» Required task 1
In the reflection on grief and faith, what does the writer say they had been addicted to?

When we lose someone very close to us, someone dearly loved, for some of us who feel very deeply, it is a heavy weight for a very long time. And almost a year later, I am finally starting with God’s constant help and comfort, to move the missed loved one from the forefront of my mind into a section of beautiful memories that are available for recall. There is a fading that God blessed me with and generously granted me, a not-the-first-thing-I-think-about day, night and in the middle anymore. God is generously by grace filling those positions with Himself because like a little persistent child, I keep asking Him to. It is debilitating to keep someone alive in your mind when they are no longer alive in your world. You have to start the process with God’s help of putting them back into the mind and keep God in the place of worship, focus, immediate thought. I had to and God has gradually allowed it and I am so thankful. I still miss him like crazy but I am here now, ready to serve and be present for God and my family and people in my spaces. Praise God!
I looked back today at how incredibly far I have grown/matured/learned in the last couple of years. And I was struck at how far God had to bring me and the extremes He had to use to get my attention. I honestly had not admitted or even believed I was so prideful and stubborn. I had taken care of myself (in my eyes) for so long that I did not see that God had taken care of me all along. I trusted myself and now trust God. I had taken pride in what my hands made and did and now take pride in what God allows me to do for His glory. I had been addicted to technology and wasted time on it for self-glorification and laziness and now I use my gifts to bring glory to God. This humbleness is God’s greatest and hardest won achievement in me. It took a journey of death and separation, of dread and loneliness, of depression and mourning, and now this glorious light of God pours out of me. I want to worship, love opening my Bible and reading it as truth in love, love meeting with a church family, there is nothing better than fostering this relationship with God on a deep, spiritual level. Everything else works itself out. It is passion, a fire relic by God and now used for Him. I am so thankful. Praise God Almighty who draws us to Himself in any way we let Him! Praise Him for His ceaseless, tireless love for us to continue pulling us to Himself and keep giving chances with such enormous grace! Praise God for never letting us forget His love and blessings on us! Praise God for truth and hope and being that!

» Required task 2
Transcribe the records word for word, starting with the line that contains "Exercise. Pick out the airplane wing" and going on through the end of the records.

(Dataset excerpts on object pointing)
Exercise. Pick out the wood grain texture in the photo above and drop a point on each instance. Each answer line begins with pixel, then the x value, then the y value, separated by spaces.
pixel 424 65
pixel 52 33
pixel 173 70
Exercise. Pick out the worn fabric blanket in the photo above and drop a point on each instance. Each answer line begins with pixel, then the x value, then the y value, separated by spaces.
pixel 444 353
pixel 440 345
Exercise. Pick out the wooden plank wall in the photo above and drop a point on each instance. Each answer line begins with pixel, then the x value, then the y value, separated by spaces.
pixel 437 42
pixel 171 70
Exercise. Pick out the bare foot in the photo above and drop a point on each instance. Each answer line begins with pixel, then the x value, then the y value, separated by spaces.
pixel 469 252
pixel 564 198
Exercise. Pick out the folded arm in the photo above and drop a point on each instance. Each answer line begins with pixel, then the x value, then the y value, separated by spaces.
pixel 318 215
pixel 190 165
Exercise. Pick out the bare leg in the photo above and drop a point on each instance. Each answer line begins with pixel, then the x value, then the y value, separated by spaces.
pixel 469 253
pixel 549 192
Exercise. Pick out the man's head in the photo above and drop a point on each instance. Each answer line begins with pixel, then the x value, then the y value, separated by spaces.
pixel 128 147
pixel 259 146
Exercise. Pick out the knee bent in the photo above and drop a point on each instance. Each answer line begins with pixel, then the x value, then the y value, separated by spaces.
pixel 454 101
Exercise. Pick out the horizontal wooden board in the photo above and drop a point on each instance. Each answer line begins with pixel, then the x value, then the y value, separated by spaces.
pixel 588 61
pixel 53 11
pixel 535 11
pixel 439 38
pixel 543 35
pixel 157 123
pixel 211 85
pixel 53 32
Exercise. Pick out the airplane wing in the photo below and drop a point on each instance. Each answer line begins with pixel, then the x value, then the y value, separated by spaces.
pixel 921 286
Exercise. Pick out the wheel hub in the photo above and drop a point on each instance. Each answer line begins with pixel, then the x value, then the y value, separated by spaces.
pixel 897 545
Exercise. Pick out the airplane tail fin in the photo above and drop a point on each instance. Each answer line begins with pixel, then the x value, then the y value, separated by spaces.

» Full solution 1
Technology.

» Full solution 2
Exercise. Pick out the airplane wing in the photo below and drop a point on each instance. Each answer line begins with pixel, then the x value, then the y value, separated by spaces.
pixel 921 286
Exercise. Pick out the wheel hub in the photo above and drop a point on each instance. Each answer line begins with pixel, then the x value, then the y value, separated by spaces.
pixel 897 545
Exercise. Pick out the airplane tail fin in the photo above and drop a point on each instance. Each answer line begins with pixel, then the x value, then the y value, separated by spaces.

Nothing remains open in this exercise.